## WORK TASK
An exact copy of all the data is the required output.

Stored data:
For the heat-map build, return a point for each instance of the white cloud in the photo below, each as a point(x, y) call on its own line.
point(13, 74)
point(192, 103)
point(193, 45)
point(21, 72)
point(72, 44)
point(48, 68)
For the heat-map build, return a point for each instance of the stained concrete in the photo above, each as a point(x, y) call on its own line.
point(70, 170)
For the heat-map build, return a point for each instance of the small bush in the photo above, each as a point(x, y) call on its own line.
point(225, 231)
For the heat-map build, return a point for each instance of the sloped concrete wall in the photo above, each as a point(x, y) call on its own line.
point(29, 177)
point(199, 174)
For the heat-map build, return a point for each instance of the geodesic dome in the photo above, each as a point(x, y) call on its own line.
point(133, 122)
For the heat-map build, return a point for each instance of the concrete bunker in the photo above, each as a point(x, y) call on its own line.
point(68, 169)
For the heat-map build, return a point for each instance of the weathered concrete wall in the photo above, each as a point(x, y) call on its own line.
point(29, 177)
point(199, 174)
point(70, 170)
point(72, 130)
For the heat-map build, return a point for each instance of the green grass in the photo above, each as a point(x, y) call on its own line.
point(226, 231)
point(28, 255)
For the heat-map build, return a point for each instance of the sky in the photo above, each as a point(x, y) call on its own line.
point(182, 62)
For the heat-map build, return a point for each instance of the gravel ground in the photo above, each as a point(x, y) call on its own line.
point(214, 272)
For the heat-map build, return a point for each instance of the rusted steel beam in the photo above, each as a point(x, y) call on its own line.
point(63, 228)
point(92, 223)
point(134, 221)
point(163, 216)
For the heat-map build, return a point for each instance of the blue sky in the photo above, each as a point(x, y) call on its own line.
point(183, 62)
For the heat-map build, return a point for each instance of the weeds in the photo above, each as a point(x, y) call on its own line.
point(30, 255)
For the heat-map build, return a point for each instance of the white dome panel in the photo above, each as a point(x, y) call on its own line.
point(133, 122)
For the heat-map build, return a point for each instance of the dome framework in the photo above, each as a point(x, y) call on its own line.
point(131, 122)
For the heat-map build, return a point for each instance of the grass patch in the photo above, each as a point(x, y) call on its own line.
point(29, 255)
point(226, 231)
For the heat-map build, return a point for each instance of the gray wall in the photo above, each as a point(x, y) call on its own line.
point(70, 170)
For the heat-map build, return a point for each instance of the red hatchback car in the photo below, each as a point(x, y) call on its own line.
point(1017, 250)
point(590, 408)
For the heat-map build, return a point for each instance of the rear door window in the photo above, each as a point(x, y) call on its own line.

## SOLUTION FOR THIS TASK
For the heat-map build, return a point for each instance of the white cloud in the photo below, each as a point(x, y) call on its own line.
point(13, 74)
point(192, 103)
point(193, 45)
point(21, 72)
point(72, 44)
point(48, 68)
For the heat-map build, return a point for each instance of the stained concrete in the photo above, each as a point(x, y) call on its own line.
point(70, 170)
For the heat-map build, return a point for each instance of the small bush in the photo above, each as a point(x, y) call on its own line.
point(225, 231)
For the heat-map build, return a point for each instance of the sloped concrete wall in the photo above, each as a point(x, y) call on its own line.
point(29, 177)
point(199, 174)
For the heat-map build, return a point for each instance of the geodesic dome in the photo above, each as a point(x, y) call on its own line.
point(133, 122)
For the heat-map build, return a point for each instance of the concrete bunker in the photo above, each as a point(x, y) call on its own line.
point(68, 169)
For the heat-map build, return a point for each instance of the weathered concrete wall in the photo above, each as a point(x, y) call on its own line.
point(29, 177)
point(199, 174)
point(70, 170)
point(72, 130)
For the heat-map build, return a point for each instance of the green grass in the photo above, each as a point(x, y) call on its own line.
point(226, 231)
point(28, 255)
For the heat-map build, return a point for each instance of the sky in the photo above, each as a point(x, y) call on its own line.
point(182, 62)
For the heat-map build, return a point for each instance of the gravel ground in the photo above, each as a point(x, y) call on its own line.
point(214, 272)
For the heat-map build, return a point for each instance of the rusted steel beam in the photo above, each as a point(x, y) call on its own line.
point(63, 228)
point(92, 223)
point(134, 221)
point(163, 216)
For the heat-map build, return a point for each instance of the blue sky in the photo above, each as a point(x, y) call on its own line.
point(183, 62)
For the heat-map build, return a point for each instance of the weeds in the photo above, each as a point(x, y) call on its own line.
point(30, 255)
For the heat-map build, return a point for each instance of the white dome panel in the photo above, each as a point(x, y) call on its own line.
point(133, 122)
For the heat-map build, return a point for each instance of the dome framework in the photo above, each as a point(x, y) call on its own line.
point(131, 122)
For the heat-map build, return a point for each instance of the grass patch in the photo above, each as a point(x, y) call on its own line.
point(29, 255)
point(226, 231)
For the heat-map build, return a point for each instance of the gray wall in the photo above, each as a point(x, y) call on its own line.
point(70, 170)
For the heat-map build, return a point for each instance of the red hatchback car in the photo below, each as a point(x, y) call on its own line.
point(1017, 250)
point(590, 408)
For the heat-map build, return a point for each instance of the rear door window in the photo above, each as a point(x, y) call on its own line.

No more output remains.